• Text excerpt:
Drumadarragh House is a large, two-storey rendered Georgian farmhouse with attics, set in an extensive rural estate in the townland of Walkmill. The house has a complex building history: according to the Ordnance Survey Memoirs, a single-storey house stood on this site from 1641, was rebuilt in 1742, and then substantially rebuilt again in 1827, when a lease was granted to George Langtry, for whom the present house was designed by architect Patrick Allen. It is believed, though not confirmed by internal inspection, that the present three-bay central block of the north (entrance) front dates from the 1742 rebuilding, and that the gabled wings to either side were added in 1827. A two-storey rear return was added in 1903 for Thomas Dixon (later Sir Thomas Dixon), in a sympathetic style. Langtry ownership ended in 1886; Thomas Dixon purchased the property in 1891, using it as an occasional residence alongside his other homes at Graymount in Belfast and Ravensdale in County Louth. The house was requisitioned by the army during the Second World War and subsequently returned to private ownership by another branch of the Dixon family. The outbuildings appear on the Ordnance Survey map of 1832.

The house is built in a vernacular Georgian style with the proportions characteristic of that period. Its walls are finished in wet-dash roughcast render throughout, with smooth cement-rendered projecting plinths, flush quoins to the wings, and flush rendered surrounds to the window and door openings. The roofs are covered in natural slates laid in regular courses and retain original rooflights. Rainwater goods include a moulded gutter to the entrance front, with PVC downpipes at each extremity of the central recess, and two cast iron soil pipes. There are two chimneys, one at each extremity of the central block.

• Given information:

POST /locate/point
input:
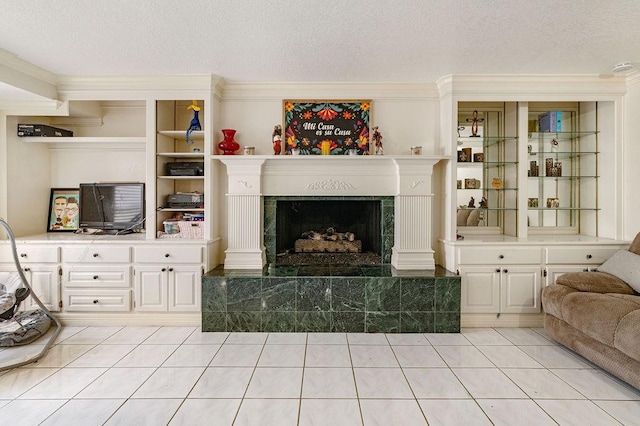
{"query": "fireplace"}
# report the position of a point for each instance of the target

• Tasks to perform:
[1] According to the text on Drumadarragh House, for whom was the two-storey rear return added in 1903?
[2] Proceed with the text on Drumadarragh House, picking up after its final sentence.
The data above come from a source separate from the text on Drumadarragh House.

• Answers for this exercise:
[1] It was added for Thomas Dixon, later Sir Thomas Dixon.

[2]
The main entrance faces north. The central block of the north elevation is recessed and symmetrically arranged, three bays wide, with a central entrance set within an elliptical arched opening. The door itself is a rectangular timber 12-panelled door, flanked by panelled timber pilasters with rectangular three-pane sidelights to each side, and surmounted by an elliptical fanlight with looped and radial glazing bars. The doorstep is of concrete and stone and is flanked by large statues of dogs. The roof of the central block has a deep overhang between the projecting side wings, with a timber sheeted soffit. Two small four-pane circular windows (oculi) are set at ground floor level at each extremity of the central bay. All windows throughout this elevation are rectangular timber vertically-hung sliding sash, six panes over six, without horns, set in smooth rendered and painted reveals with projecting concrete cills. The windows contain mainly crown glass.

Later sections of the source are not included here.